**Dataset entries:**
»»

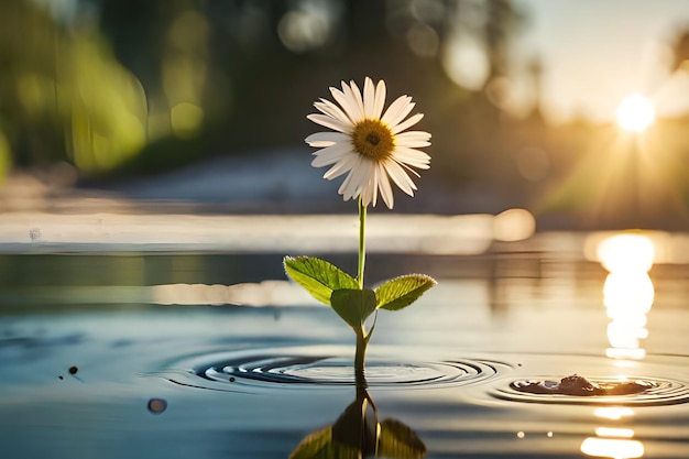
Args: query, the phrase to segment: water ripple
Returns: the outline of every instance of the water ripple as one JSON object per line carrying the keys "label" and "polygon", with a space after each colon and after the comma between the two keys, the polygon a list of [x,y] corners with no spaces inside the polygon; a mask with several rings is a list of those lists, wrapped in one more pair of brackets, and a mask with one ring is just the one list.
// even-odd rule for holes
{"label": "water ripple", "polygon": [[[168,379],[173,382],[215,390],[236,390],[238,385],[333,386],[354,385],[351,348],[287,348],[219,352],[197,356],[183,364],[190,370]],[[398,356],[396,353],[395,356]],[[373,357],[367,362],[370,387],[446,386],[475,384],[502,374],[511,364],[483,359],[441,361],[402,360]]]}

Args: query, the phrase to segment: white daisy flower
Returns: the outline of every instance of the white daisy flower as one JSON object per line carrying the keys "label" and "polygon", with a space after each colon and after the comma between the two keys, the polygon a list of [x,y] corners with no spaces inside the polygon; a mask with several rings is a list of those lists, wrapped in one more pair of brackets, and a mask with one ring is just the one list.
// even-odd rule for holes
{"label": "white daisy flower", "polygon": [[320,99],[314,107],[320,113],[307,118],[335,132],[317,132],[306,138],[314,152],[314,167],[331,166],[324,178],[329,181],[347,174],[338,193],[344,200],[361,196],[364,206],[375,206],[380,192],[389,208],[394,198],[390,179],[404,193],[414,196],[416,186],[409,173],[418,177],[412,167],[427,170],[430,156],[418,147],[430,145],[430,134],[424,131],[404,130],[416,124],[423,113],[409,114],[415,103],[408,96],[401,96],[383,113],[385,81],[374,87],[371,78],[363,84],[363,97],[354,81],[342,81],[342,90],[330,88],[338,105]]}

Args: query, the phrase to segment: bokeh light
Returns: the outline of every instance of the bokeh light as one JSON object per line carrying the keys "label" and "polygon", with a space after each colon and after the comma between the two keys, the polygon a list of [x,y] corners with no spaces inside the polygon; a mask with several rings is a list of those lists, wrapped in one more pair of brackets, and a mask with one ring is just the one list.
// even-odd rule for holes
{"label": "bokeh light", "polygon": [[642,132],[656,119],[650,100],[639,94],[625,97],[615,111],[617,124],[625,131]]}

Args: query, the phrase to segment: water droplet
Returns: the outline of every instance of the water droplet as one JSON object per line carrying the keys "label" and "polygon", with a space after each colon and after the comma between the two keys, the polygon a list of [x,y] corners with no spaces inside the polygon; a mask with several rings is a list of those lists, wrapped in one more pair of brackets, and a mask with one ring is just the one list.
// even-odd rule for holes
{"label": "water droplet", "polygon": [[149,401],[149,411],[153,414],[161,414],[167,409],[167,401],[164,398],[151,398]]}

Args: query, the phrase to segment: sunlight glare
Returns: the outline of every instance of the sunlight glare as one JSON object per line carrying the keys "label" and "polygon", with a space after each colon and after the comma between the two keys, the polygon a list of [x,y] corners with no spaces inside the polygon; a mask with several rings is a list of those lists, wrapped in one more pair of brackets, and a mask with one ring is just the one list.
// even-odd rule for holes
{"label": "sunlight glare", "polygon": [[641,458],[644,445],[637,440],[589,437],[581,444],[581,452],[594,458]]}
{"label": "sunlight glare", "polygon": [[625,97],[615,112],[620,128],[630,132],[642,132],[656,119],[650,101],[639,94]]}

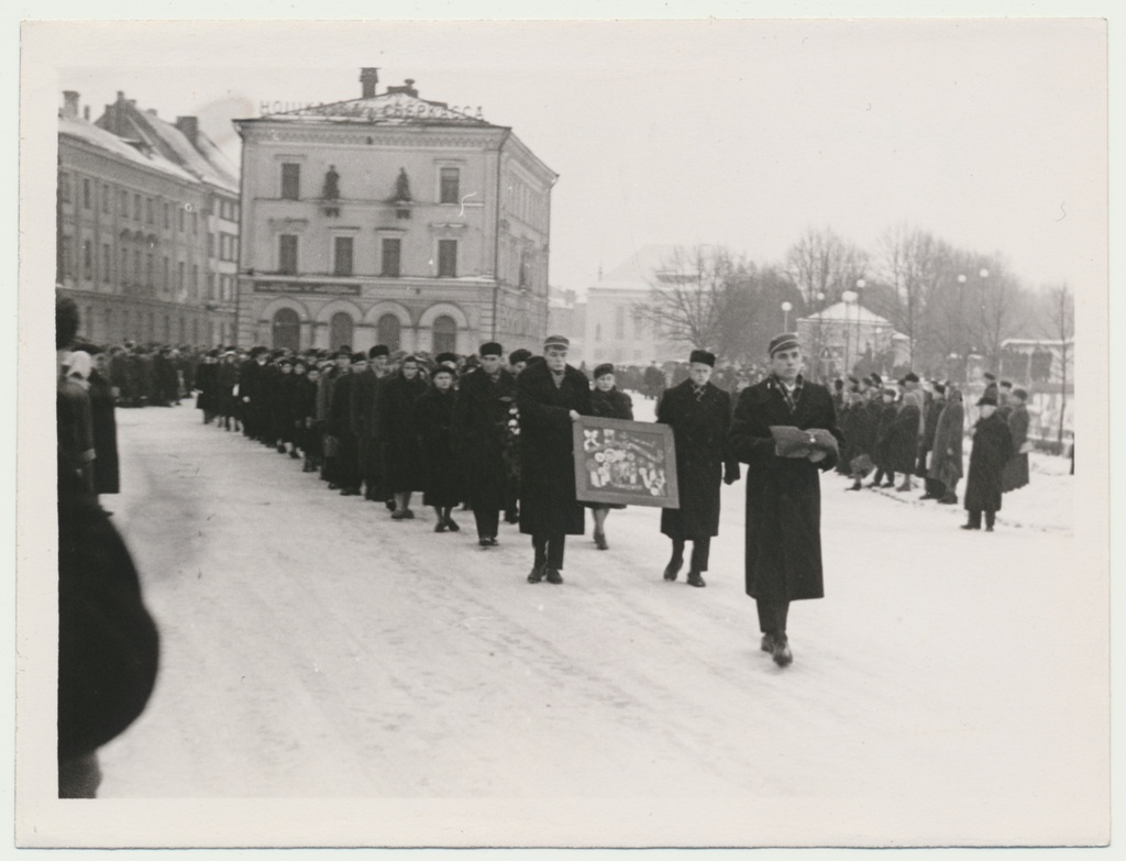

««

**Problem to work on:** Show every line above that contains the word "segment".

**Finished exercise:**
Args: query, the phrase to segment: water ripple
Args: query, the phrase to segment: white daisy flower
Args: query, the phrase to segment: bokeh light
Args: query, the phrase to segment: water droplet
Args: query, the phrase to segment: sunlight glare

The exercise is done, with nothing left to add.